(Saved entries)
- Opening Delimiter -

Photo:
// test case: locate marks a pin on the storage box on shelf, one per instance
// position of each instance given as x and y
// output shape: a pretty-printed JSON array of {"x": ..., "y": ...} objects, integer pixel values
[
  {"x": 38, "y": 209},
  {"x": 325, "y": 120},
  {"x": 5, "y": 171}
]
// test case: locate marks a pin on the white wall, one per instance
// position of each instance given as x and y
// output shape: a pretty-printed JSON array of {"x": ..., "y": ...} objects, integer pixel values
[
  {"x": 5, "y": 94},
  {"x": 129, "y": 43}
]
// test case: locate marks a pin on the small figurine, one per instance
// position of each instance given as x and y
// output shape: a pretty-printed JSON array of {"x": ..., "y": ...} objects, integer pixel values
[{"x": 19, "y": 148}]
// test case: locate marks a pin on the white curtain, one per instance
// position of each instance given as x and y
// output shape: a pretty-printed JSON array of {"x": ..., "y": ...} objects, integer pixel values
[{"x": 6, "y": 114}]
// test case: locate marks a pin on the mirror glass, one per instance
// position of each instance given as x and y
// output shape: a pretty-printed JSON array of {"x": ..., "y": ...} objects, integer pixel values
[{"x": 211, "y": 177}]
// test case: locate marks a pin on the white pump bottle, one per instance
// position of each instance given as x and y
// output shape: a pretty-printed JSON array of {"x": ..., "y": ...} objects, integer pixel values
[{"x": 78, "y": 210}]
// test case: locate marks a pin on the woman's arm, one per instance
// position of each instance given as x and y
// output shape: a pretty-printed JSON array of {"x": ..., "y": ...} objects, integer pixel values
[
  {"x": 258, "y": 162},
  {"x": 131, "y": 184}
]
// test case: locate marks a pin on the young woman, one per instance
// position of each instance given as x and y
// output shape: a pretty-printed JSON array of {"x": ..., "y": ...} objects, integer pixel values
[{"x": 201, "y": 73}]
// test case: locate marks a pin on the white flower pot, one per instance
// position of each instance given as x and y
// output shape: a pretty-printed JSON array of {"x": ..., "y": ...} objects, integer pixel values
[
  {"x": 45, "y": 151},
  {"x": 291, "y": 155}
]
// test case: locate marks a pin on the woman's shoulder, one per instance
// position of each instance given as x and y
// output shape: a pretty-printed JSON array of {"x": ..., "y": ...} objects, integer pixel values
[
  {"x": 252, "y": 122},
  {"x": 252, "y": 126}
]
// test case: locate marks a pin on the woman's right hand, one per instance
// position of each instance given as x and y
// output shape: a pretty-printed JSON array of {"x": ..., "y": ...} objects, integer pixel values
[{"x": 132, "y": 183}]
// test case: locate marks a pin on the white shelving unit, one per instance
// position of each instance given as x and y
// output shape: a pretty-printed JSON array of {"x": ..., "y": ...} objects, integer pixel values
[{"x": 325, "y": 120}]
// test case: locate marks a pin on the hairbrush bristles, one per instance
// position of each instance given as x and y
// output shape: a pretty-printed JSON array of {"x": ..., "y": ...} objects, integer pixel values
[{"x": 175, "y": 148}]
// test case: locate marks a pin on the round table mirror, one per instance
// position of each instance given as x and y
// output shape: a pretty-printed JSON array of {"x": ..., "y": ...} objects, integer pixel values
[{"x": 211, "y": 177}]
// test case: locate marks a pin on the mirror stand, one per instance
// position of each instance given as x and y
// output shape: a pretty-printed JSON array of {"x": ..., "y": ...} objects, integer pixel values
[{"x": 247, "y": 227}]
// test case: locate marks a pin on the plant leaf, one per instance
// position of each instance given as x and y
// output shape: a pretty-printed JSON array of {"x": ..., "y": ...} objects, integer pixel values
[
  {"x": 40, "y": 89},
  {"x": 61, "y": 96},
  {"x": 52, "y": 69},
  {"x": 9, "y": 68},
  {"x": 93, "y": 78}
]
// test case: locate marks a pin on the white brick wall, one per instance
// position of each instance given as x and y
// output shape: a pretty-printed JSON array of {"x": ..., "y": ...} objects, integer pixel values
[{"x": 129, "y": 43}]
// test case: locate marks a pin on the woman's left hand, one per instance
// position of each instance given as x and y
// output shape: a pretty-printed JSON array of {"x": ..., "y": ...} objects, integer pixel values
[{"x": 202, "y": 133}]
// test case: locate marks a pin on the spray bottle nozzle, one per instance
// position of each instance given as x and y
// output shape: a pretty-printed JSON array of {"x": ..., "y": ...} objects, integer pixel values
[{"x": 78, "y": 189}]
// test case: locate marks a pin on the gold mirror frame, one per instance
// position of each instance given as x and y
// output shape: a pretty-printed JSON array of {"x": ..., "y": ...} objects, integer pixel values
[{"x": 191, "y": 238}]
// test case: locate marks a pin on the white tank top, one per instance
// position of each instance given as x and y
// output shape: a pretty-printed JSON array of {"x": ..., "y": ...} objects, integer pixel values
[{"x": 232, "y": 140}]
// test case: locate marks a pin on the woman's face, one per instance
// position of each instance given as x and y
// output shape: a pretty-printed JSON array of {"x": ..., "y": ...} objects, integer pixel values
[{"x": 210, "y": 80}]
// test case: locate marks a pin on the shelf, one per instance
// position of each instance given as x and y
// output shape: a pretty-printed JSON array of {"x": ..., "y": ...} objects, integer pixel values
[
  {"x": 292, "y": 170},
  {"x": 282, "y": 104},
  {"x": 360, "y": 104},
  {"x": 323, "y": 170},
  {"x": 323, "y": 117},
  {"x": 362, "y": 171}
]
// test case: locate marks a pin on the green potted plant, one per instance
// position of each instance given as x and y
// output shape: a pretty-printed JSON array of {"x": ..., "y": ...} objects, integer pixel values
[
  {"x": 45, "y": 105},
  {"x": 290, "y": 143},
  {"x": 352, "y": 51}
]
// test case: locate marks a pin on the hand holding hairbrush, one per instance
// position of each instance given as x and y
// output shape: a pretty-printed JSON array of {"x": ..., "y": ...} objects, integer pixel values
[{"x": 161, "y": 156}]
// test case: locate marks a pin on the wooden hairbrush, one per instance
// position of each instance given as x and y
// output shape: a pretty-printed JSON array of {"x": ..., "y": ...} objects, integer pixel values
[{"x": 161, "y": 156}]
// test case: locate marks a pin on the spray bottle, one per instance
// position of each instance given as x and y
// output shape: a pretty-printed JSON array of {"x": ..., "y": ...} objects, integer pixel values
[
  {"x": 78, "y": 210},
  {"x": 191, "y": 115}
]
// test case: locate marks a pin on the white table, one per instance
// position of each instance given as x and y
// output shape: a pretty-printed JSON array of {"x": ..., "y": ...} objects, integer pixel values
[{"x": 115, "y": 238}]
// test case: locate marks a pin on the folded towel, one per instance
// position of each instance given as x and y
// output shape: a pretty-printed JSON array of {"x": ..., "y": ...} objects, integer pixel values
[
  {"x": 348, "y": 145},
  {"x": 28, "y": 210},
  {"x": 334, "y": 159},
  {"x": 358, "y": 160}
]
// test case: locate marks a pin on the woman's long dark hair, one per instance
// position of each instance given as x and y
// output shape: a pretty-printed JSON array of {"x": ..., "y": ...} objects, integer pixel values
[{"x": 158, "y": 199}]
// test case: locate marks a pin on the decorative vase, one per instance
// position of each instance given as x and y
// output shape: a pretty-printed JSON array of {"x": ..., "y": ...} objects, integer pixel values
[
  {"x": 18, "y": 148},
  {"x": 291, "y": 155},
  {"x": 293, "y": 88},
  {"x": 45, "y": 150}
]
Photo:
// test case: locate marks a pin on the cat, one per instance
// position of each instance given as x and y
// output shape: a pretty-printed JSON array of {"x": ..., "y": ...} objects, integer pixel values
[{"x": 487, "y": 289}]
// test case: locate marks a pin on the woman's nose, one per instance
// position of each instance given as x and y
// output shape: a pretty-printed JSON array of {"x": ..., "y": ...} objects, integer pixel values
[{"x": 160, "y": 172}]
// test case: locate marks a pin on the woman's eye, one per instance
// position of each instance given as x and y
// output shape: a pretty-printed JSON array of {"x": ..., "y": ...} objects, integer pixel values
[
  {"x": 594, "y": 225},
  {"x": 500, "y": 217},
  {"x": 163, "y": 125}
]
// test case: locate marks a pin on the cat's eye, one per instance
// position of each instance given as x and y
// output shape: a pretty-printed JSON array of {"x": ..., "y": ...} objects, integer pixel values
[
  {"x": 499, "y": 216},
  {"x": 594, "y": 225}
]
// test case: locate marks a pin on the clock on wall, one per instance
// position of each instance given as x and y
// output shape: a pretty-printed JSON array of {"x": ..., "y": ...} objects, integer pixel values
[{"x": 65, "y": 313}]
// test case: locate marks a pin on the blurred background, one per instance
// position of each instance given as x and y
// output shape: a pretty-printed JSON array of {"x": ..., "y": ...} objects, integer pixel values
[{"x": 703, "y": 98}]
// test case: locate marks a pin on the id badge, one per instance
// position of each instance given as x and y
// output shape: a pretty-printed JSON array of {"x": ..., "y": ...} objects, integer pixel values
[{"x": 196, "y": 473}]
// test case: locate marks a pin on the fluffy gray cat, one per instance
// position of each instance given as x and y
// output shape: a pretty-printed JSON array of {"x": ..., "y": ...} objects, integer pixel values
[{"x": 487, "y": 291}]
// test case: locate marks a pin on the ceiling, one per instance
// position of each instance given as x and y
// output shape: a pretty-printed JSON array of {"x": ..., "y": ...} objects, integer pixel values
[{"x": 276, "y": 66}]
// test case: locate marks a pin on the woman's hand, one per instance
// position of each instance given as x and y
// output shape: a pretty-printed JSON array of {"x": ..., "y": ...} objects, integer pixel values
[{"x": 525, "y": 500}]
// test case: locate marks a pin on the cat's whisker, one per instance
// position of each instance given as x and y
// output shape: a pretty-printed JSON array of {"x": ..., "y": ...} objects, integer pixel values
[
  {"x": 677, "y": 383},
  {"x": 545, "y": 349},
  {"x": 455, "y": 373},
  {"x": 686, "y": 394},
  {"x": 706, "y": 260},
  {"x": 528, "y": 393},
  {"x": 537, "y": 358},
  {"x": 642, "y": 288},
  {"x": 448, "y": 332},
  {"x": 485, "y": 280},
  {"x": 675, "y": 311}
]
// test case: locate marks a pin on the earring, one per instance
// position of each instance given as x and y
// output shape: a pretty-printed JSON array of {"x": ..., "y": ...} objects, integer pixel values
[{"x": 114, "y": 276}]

- Closing Delimiter -

EXERCISE » Show all of the lines above in which "hand" is present.

YOUR RESPONSE »
// test case: locate marks a pin on the woman's right hand, one per instance
// test case: locate marks a pin on the woman's left hand, one per instance
// test case: locate marks a pin on the hand holding hairbrush, one per instance
// test case: locate marks a pin on the woman's hand, one per instance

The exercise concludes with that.